start Extracted text
Each singular limb has cylindrical shaped primary and secondary windings which
are aligned concentrically. The diagram below shows what the core type
construction looks like.

 

The
alternative construction is the shell type, this type is similar to the core
construction, the difference is that within this arrangement each phase has its
own personal magnetic circuit. Also the windings are wound around the limbs
horizontally instead of vertically. The diagram below illustrates what a shell
type transformer looks like.

Single
phase transformers tend to be generally small in size and can be found on most
roads/streets. They are usually in metal shed surrounded by a fence/guard, this
is to avoid any trespassers gaining entrance and potentially causing damage or
hurting themselves. The transformer should be able to work well in warm, cold
and wet weathers. Although the transformer is in a shed it is not completely
resistant to these environments therefore it should be able to withstand them
and function properly.

 

Three
phase transformers are to be treated differently as they are potentially far
more dangerous. These transformers are sometimes stored in a safe place that is
not so easy to access. Being stored in a secured area also allows for a forced
air flow to assist the transformer in keeping cool.
end Extracted text
start Dataset extract
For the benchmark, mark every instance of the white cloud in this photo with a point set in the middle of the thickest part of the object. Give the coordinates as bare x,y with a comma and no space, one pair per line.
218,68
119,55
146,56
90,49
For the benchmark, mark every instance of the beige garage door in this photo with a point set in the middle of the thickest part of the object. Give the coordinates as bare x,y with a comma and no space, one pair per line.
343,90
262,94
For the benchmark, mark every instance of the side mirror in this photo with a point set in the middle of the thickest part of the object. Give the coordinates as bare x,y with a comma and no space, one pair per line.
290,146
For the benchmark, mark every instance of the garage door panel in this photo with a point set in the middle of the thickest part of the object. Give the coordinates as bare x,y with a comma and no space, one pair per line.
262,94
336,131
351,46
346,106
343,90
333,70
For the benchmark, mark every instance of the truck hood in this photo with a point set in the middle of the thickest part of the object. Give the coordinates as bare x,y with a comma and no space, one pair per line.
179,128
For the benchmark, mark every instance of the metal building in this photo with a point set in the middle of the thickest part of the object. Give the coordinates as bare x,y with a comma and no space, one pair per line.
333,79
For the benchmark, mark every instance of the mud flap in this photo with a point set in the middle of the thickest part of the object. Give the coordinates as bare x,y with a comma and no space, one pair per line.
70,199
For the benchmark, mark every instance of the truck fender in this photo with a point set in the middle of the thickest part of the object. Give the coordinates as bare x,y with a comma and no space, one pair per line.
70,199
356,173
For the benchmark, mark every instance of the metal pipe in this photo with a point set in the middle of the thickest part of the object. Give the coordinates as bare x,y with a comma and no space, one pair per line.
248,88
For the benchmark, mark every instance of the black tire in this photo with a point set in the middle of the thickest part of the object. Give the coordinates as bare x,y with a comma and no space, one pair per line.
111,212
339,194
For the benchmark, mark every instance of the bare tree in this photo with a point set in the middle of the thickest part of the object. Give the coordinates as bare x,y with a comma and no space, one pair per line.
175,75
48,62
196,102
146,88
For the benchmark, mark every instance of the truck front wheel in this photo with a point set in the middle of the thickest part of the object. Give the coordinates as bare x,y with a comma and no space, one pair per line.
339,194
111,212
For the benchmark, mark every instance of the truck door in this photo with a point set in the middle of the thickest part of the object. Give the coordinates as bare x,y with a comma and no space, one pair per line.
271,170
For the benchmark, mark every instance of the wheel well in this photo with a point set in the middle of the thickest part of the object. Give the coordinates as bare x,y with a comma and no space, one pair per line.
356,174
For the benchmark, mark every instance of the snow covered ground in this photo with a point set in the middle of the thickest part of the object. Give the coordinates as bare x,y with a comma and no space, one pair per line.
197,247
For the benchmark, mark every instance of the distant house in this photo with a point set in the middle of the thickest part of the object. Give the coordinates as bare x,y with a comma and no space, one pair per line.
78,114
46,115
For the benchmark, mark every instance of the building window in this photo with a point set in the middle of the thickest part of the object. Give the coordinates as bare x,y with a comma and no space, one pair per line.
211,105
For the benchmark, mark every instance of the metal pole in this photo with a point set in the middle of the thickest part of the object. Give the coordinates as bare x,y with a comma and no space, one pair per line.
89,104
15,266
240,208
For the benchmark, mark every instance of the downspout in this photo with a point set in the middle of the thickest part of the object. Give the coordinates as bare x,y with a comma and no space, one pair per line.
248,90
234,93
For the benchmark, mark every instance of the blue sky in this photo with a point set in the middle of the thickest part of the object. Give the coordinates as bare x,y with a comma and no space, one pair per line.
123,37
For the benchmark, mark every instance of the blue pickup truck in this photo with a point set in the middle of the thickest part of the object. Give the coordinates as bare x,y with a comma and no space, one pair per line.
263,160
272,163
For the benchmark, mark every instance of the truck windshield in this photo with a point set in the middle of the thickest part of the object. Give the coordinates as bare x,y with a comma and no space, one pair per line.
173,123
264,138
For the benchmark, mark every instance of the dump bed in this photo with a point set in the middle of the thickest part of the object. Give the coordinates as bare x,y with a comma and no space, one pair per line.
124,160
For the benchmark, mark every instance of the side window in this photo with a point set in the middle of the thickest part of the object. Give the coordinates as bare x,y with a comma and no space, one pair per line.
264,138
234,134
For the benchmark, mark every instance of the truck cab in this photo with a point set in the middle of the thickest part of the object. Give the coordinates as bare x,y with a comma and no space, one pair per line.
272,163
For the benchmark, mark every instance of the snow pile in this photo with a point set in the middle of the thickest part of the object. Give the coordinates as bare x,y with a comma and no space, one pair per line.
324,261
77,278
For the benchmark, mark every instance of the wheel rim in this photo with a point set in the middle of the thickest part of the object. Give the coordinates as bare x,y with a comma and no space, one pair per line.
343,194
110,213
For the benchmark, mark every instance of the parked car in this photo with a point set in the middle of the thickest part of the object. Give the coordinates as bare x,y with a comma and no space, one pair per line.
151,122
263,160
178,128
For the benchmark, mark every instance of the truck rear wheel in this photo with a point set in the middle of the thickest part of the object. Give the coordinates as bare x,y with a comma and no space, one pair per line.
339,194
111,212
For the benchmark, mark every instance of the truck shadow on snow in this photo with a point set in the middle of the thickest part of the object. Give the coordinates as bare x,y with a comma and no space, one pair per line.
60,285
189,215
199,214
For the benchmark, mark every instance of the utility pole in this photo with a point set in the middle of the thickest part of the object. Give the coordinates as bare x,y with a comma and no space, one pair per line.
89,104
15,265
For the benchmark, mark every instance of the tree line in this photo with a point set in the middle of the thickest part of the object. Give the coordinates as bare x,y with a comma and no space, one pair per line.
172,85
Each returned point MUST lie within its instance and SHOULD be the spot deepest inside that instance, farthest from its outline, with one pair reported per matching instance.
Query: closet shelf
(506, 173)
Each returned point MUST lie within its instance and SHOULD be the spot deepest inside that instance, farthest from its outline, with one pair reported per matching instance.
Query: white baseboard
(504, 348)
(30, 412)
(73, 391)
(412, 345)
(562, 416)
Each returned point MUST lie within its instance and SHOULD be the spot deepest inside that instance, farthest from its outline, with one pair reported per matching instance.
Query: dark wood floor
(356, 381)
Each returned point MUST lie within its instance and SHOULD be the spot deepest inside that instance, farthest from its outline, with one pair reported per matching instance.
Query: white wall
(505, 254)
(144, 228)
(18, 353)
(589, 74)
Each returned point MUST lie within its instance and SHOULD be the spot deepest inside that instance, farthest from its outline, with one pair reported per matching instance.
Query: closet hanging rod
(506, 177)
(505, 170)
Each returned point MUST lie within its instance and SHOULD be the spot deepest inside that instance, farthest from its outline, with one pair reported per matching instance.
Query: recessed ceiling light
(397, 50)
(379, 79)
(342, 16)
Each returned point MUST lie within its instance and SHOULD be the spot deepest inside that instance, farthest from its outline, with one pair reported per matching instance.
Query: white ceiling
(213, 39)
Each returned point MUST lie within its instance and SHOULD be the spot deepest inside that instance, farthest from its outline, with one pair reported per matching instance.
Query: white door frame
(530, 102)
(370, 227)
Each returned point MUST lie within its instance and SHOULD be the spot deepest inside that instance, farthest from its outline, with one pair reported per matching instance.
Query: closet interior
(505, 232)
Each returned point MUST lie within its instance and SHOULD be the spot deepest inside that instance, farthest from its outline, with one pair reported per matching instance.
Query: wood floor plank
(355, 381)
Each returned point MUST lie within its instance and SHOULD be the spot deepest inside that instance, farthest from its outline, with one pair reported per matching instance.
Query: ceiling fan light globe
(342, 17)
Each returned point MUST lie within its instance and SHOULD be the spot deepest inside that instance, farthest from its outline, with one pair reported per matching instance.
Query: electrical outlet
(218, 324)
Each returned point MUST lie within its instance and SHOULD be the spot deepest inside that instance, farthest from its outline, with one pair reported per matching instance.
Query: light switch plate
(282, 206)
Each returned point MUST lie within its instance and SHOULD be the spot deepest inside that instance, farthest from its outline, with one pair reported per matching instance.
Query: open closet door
end Dataset extract
◆ Required work
A: Below the transformer text and the lines, write out the part of the text that begins with the words containing "Each singular limb" and ends with "transformer looks like.".
B: List the kinds of weather that the transformer text says a single phase transformer should be able to work well in.

◆ Per-task answers
A:
Each singular limb has cylindrical shaped primary and secondary windings which
are aligned concentrically. The diagram below shows what the core type
construction looks like.

 

The
alternative construction is the shell type, this type is similar to the core
construction, the difference is that within this arrangement each phase has its
own personal magnetic circuit. Also the windings are wound around the limbs
horizontally instead of vertically. The diagram below illustrates what a shell
type transformer looks like.

B: Warm, cold, wet